» Given records:

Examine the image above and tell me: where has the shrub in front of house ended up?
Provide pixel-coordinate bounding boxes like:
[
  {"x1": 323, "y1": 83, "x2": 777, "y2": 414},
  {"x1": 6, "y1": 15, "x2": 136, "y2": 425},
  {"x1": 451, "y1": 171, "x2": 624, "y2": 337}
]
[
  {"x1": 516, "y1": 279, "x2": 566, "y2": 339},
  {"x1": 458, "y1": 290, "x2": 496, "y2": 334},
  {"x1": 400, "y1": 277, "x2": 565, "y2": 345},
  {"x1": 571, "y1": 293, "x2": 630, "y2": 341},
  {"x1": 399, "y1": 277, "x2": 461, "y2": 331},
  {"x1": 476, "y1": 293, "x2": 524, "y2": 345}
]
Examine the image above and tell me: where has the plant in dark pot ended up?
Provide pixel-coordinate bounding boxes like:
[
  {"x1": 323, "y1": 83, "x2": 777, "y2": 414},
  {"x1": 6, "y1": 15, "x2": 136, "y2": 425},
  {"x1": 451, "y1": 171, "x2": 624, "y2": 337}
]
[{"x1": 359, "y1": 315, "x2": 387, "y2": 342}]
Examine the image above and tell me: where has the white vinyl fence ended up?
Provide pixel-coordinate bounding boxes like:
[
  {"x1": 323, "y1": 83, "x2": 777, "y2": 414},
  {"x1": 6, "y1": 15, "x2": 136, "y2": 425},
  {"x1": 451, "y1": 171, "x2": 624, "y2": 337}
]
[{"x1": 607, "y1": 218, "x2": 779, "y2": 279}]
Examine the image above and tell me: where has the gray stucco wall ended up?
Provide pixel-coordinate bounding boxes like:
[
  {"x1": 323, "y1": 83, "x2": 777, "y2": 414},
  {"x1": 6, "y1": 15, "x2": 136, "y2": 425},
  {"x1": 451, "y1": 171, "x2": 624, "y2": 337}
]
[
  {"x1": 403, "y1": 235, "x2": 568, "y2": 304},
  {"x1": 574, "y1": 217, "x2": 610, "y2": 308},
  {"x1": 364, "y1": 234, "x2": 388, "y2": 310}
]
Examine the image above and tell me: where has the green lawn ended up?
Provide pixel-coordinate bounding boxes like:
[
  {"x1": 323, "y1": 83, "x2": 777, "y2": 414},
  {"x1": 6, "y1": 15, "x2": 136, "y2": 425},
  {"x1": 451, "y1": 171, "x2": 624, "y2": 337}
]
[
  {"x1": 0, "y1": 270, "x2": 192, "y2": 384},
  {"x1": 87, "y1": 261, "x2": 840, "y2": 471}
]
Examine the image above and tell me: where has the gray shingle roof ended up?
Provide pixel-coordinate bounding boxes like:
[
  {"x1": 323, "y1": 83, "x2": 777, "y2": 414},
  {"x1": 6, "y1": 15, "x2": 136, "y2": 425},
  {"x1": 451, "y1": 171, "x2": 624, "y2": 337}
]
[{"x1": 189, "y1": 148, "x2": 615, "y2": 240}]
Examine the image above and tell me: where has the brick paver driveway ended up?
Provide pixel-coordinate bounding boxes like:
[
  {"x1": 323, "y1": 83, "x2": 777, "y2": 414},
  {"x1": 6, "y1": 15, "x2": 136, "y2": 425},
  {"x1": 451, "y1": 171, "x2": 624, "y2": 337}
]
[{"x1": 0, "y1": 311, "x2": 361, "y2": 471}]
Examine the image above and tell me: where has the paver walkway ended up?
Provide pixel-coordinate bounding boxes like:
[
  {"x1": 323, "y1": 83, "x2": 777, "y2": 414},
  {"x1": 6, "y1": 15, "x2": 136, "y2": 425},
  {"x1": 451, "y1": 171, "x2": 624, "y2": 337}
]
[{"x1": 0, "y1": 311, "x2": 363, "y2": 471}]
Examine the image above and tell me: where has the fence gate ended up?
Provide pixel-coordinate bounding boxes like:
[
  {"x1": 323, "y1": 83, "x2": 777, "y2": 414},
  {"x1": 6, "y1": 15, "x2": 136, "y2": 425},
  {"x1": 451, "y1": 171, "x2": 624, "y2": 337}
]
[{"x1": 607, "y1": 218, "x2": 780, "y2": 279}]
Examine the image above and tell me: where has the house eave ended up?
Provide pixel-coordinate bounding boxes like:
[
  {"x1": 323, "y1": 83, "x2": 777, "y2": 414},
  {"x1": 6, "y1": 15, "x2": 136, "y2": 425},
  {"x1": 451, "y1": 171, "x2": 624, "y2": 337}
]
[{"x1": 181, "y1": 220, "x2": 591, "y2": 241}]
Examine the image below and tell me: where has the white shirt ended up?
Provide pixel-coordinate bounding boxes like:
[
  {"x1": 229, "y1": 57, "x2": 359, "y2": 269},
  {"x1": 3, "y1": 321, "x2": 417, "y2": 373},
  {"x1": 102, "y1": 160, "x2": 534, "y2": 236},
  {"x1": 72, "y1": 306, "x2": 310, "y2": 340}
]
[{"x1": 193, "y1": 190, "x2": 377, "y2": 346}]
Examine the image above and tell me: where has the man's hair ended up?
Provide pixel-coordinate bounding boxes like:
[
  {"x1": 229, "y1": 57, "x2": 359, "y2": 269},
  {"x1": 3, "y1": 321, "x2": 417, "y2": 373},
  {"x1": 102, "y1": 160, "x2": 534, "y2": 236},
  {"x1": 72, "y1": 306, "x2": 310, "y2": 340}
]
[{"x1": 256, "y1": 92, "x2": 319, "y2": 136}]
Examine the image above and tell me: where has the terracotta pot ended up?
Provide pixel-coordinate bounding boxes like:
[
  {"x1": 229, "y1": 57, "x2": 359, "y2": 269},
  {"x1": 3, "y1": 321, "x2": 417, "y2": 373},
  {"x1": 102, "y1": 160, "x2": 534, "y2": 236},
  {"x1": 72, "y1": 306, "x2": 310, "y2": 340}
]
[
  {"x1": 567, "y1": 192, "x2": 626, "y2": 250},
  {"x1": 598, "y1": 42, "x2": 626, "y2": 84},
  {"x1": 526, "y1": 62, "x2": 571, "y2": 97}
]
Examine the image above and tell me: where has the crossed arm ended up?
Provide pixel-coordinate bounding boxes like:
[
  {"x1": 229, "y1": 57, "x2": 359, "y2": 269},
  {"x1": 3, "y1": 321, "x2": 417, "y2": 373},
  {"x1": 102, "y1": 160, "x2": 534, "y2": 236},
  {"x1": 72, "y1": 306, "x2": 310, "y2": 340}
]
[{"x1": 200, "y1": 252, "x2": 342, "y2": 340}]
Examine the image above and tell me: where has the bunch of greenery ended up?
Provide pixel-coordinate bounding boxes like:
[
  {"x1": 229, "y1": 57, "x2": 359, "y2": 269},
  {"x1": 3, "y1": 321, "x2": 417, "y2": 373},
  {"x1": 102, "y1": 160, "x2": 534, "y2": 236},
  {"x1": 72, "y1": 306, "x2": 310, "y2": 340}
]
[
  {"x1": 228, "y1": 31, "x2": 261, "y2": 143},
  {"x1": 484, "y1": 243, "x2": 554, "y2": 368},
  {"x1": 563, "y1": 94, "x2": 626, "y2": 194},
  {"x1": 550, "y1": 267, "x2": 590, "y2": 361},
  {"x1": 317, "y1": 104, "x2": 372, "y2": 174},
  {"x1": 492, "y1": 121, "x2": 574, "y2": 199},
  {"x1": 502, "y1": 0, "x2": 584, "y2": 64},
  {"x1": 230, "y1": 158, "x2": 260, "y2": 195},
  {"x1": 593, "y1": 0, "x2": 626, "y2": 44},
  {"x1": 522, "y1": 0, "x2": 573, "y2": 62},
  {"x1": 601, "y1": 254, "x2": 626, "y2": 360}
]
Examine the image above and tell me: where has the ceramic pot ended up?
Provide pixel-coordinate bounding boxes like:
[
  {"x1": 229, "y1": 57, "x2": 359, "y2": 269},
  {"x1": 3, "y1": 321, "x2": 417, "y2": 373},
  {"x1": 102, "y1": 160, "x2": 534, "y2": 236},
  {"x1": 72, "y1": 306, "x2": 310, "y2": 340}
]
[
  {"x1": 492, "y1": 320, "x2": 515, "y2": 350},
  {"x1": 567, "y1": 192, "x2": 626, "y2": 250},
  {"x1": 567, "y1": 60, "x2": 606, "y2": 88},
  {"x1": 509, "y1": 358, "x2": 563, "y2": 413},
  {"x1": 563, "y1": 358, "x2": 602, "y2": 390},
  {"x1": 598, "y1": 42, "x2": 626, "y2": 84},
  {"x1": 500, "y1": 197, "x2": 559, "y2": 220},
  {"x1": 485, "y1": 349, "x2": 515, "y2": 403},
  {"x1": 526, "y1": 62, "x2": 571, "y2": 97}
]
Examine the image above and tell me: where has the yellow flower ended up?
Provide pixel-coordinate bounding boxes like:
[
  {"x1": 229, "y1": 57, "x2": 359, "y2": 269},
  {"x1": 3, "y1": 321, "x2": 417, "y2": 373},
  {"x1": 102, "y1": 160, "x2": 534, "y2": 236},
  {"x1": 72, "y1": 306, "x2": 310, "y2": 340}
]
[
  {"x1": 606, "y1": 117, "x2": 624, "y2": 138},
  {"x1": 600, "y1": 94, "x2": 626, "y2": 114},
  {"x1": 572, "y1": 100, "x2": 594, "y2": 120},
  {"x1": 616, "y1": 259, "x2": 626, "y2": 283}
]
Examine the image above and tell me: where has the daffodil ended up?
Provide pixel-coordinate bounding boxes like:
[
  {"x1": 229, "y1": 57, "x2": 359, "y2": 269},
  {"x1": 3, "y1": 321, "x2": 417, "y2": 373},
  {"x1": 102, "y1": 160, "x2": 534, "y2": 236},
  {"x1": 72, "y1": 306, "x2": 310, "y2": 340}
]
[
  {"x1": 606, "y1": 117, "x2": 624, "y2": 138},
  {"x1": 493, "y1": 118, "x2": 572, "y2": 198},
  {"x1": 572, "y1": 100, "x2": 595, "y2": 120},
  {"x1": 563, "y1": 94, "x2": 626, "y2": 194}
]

» Work instructions: Count the lines in the records above that contain the string "gray", treating uppercase and lowercase as different, and give only that number.

» Output of the task: 2